* Start Excerpt *

If they can’t even solve there graphic issues they’ll never be able to climb the virtualization mountain and forget about super computers.

10:32 AM, November 14, 2006  
Blogger Christian Jean said...

Although the 4x4 is technically similar to Intel's quad, it's not marketed and sold to compete agains Intel's quad product. But in the meantime, Intel's quad will sell like crazy while AMD will sit and watch for a while.

I also understand that the K8L will eventually arive and will be faster than the current C2D. But what prevents -- and this may be lack of in-depth understanding processor development on my part -- Intel from implementing those same exact features into the C2D right NOW (as we speak)!

Look at the expected K8L features:

Of all those, how long on average would it take to implement within an existing processor? To me, it doesn't seem like it could take Intel more than 1 year, which means that they could have a C2D revision H (for example) by the end of 2007, giving AMD a lead for only 6 months.

* End Excerpt *
* Start Dataset *

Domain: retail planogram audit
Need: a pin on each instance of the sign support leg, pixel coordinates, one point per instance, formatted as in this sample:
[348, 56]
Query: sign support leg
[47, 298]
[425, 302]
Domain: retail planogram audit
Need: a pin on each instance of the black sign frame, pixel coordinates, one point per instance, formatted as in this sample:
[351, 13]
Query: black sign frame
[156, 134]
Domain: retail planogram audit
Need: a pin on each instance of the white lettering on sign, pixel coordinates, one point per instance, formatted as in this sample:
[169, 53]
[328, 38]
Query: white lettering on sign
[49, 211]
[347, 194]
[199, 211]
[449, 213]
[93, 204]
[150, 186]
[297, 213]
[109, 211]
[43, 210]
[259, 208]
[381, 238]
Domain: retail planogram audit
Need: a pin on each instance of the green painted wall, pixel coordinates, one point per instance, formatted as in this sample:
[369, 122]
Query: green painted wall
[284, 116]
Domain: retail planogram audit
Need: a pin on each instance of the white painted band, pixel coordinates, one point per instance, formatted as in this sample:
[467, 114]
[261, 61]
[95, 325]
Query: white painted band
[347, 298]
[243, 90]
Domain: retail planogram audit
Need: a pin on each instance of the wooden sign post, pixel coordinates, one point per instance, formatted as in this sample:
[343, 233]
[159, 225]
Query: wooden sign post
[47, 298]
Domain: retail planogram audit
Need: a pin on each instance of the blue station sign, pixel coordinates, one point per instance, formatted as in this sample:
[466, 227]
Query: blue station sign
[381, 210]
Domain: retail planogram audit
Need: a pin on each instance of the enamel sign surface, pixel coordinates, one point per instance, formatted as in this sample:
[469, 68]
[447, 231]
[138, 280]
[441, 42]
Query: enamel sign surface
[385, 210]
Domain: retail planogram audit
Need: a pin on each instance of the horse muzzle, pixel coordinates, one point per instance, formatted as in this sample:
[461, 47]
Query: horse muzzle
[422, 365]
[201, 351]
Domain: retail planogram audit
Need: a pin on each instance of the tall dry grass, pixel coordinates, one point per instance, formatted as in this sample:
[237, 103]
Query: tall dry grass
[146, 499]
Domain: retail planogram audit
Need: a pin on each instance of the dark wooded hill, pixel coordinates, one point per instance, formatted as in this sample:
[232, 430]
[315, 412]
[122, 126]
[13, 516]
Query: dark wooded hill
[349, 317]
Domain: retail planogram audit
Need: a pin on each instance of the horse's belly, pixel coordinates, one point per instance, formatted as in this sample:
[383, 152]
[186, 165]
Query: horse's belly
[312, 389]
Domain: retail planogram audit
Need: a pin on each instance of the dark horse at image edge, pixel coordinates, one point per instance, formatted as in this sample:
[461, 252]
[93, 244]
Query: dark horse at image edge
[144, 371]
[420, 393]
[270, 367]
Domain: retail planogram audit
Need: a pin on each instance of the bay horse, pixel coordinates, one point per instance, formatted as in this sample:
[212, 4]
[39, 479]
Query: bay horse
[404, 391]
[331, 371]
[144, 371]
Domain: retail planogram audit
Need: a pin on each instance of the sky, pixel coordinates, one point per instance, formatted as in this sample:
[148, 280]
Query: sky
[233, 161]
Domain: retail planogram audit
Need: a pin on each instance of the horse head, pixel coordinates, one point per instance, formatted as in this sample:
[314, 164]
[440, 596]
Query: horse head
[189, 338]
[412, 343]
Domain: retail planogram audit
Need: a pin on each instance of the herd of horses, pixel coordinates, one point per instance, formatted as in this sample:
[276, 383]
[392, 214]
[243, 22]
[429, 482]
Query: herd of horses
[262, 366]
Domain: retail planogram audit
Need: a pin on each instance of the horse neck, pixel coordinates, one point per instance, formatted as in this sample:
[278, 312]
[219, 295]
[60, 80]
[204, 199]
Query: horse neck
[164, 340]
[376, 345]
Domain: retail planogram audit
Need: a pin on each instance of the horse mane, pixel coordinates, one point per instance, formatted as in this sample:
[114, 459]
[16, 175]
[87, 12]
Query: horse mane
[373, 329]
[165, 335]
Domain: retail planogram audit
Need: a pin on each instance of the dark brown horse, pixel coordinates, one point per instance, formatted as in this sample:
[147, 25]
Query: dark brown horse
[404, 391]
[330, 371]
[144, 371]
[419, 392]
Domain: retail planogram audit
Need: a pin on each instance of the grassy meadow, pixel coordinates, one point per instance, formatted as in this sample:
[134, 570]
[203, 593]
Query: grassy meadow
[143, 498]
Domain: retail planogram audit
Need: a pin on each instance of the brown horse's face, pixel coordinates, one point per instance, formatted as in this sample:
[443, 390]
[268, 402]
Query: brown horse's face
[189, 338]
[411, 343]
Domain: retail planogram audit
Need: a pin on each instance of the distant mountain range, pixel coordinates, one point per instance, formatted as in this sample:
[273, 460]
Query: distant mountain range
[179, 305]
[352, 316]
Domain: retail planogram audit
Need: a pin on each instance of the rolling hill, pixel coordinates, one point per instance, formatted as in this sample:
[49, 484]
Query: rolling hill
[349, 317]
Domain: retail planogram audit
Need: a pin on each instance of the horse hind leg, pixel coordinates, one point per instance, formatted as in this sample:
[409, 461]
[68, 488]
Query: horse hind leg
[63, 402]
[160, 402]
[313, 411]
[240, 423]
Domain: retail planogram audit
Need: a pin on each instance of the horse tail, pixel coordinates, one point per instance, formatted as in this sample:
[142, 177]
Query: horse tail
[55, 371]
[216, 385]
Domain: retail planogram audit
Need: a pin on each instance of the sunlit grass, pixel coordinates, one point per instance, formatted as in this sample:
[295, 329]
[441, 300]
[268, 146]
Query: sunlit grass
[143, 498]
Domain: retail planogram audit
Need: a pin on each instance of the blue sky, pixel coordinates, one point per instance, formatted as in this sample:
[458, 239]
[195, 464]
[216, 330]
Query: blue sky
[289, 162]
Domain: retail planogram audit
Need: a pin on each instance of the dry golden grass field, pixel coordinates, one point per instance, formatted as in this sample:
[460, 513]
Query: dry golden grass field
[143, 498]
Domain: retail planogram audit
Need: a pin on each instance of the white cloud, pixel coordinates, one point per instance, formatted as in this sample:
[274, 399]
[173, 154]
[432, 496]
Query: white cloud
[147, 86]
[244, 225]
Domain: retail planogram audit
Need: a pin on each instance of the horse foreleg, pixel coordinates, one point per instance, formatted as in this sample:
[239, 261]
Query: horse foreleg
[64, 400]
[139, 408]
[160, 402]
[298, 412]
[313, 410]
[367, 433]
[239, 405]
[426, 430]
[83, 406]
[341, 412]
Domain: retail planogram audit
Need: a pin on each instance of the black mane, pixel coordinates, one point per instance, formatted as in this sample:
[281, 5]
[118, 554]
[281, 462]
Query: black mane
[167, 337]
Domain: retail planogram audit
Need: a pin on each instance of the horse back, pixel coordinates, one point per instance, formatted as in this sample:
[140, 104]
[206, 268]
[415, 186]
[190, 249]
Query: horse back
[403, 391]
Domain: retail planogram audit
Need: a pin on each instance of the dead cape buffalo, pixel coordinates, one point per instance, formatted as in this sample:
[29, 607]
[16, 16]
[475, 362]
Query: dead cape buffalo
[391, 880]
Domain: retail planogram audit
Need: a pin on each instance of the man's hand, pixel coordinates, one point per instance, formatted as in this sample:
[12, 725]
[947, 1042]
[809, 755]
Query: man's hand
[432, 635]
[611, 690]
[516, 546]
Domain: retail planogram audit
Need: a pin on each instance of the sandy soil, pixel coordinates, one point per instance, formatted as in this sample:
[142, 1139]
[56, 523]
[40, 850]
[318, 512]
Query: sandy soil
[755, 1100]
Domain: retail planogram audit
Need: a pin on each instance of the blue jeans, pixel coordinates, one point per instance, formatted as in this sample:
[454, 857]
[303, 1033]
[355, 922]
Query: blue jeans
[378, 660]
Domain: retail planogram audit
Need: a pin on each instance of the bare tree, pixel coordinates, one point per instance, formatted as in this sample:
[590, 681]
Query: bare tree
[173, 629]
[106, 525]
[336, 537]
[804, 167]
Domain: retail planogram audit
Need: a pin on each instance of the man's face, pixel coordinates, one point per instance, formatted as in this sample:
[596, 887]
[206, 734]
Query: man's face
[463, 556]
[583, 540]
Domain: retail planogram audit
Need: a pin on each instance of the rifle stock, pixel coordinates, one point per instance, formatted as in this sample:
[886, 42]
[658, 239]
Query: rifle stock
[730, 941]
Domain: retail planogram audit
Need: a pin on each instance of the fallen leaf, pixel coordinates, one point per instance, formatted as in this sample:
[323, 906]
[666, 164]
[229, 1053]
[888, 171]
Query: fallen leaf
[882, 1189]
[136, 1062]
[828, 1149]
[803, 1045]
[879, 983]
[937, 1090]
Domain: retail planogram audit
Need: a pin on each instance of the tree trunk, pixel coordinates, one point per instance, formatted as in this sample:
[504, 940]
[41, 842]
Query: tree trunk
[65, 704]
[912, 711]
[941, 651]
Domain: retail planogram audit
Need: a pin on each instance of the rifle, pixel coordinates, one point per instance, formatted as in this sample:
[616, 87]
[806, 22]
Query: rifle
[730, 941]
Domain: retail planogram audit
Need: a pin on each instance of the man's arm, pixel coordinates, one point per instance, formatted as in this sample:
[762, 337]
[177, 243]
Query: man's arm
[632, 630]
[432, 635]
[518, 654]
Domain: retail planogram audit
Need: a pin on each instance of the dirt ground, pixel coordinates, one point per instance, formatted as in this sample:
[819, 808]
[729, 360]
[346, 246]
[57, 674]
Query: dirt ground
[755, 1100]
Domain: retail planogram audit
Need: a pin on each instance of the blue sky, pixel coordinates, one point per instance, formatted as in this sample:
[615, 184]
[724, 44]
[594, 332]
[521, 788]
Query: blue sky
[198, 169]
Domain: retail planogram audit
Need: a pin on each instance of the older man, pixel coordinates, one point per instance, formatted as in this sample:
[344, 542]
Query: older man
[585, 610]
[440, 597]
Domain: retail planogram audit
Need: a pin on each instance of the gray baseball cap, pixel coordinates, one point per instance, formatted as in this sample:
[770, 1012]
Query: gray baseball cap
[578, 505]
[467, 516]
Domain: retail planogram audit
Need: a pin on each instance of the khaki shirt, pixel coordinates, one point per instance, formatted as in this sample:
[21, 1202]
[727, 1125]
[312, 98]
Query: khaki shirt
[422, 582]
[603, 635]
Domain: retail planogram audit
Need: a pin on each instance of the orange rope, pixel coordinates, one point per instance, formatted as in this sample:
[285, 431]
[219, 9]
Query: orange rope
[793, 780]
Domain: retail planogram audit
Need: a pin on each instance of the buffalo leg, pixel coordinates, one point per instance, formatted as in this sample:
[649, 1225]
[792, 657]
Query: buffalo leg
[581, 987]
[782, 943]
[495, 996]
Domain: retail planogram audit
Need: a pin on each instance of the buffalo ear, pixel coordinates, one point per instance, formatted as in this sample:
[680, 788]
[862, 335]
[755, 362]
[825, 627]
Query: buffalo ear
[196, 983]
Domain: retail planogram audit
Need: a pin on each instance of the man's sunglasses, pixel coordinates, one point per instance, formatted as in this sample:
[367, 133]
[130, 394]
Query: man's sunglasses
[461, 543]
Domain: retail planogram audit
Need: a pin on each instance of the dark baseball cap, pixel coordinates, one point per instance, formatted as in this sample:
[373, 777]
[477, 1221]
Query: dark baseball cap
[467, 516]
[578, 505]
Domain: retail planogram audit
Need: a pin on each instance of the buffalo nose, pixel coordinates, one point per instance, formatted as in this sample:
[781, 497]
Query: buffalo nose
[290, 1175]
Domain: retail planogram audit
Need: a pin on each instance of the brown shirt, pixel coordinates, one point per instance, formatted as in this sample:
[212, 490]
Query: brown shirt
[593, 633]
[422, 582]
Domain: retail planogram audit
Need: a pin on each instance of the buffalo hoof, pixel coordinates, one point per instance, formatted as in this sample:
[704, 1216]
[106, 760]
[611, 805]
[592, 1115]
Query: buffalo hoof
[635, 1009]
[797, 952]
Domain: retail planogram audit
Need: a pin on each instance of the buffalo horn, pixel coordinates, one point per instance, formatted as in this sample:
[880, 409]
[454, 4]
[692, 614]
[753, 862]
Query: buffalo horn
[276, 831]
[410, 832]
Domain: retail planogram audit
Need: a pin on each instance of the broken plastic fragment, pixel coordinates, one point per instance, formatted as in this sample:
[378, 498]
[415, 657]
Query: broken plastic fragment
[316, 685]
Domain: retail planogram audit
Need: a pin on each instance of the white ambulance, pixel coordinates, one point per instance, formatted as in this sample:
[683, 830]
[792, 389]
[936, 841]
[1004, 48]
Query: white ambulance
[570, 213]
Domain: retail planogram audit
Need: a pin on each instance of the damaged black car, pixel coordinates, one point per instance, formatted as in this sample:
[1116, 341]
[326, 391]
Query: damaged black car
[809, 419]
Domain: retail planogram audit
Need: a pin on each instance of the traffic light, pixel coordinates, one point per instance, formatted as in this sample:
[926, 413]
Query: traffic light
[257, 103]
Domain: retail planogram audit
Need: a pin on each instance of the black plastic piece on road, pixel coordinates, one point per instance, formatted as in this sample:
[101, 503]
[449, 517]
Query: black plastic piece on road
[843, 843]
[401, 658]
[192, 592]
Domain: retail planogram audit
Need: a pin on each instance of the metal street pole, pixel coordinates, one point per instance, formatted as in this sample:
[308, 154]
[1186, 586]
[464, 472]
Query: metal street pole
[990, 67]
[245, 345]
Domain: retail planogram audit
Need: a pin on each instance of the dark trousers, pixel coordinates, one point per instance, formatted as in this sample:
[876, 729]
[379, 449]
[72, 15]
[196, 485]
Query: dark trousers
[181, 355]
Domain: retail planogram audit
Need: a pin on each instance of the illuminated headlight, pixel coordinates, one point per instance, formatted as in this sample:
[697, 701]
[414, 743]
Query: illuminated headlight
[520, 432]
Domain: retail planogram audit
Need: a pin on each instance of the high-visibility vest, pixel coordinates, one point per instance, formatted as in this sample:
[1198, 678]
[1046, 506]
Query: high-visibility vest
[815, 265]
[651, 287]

* End Dataset *

The exercise ::
Pick up the blog comment on Intel and AMD processors after its last sentence and keep writing. Nothing in the listing is needed here.

Exercise answer ::
Jeach!

10:43 AM, November 14, 2006  
Anonymous Anonymous said...

Hmmm.. Is this another failure for AMD initiatives? Sorry dude, Intel is not the only one that makes mistakes!

"http://news.com.com/AMD+cans+low-cost+PC+project/2100-1003_3-6134891.html"

10:45 AM, November 14, 2006  
Anonymous Anonymous said...

When you run out of good products, what do you do?

Market nothing!

It is nice to see that AMD is following Intel Marketing..

Intel fired half of their marketeers though! Watch out Hector!

10:52 AM, November 14, 2006  
Anonymous Anonymous said...

Hmmm.. Is this another failure for AMD initiatives? Sorry dude, Intel is not the only one that makes mistakes!

"http://news.com.com/AMD+cans+low-cost+PC+project/2100-1003_3-6134891.html"


The initiative did not foresee cheap $100 notebooks. I don't think that means a "mistake" per se, but rather an initiative that was not bold enough.

11:28 AM, November 14, 2006  
Anonymous Anonymous said...

Intel has already blown it's collective wad with Core 2 and K8L hasn't even shown up to the fight yet.
They still haven't played the CSI/IMC/dual socket cards yet. And still on top where it counts. What's AMD got left to shoot its wad?

11:54 AM, November 14, 2006  
Blogger Sharikou, Ph. D. said...

Intel fired half of their marketeers though!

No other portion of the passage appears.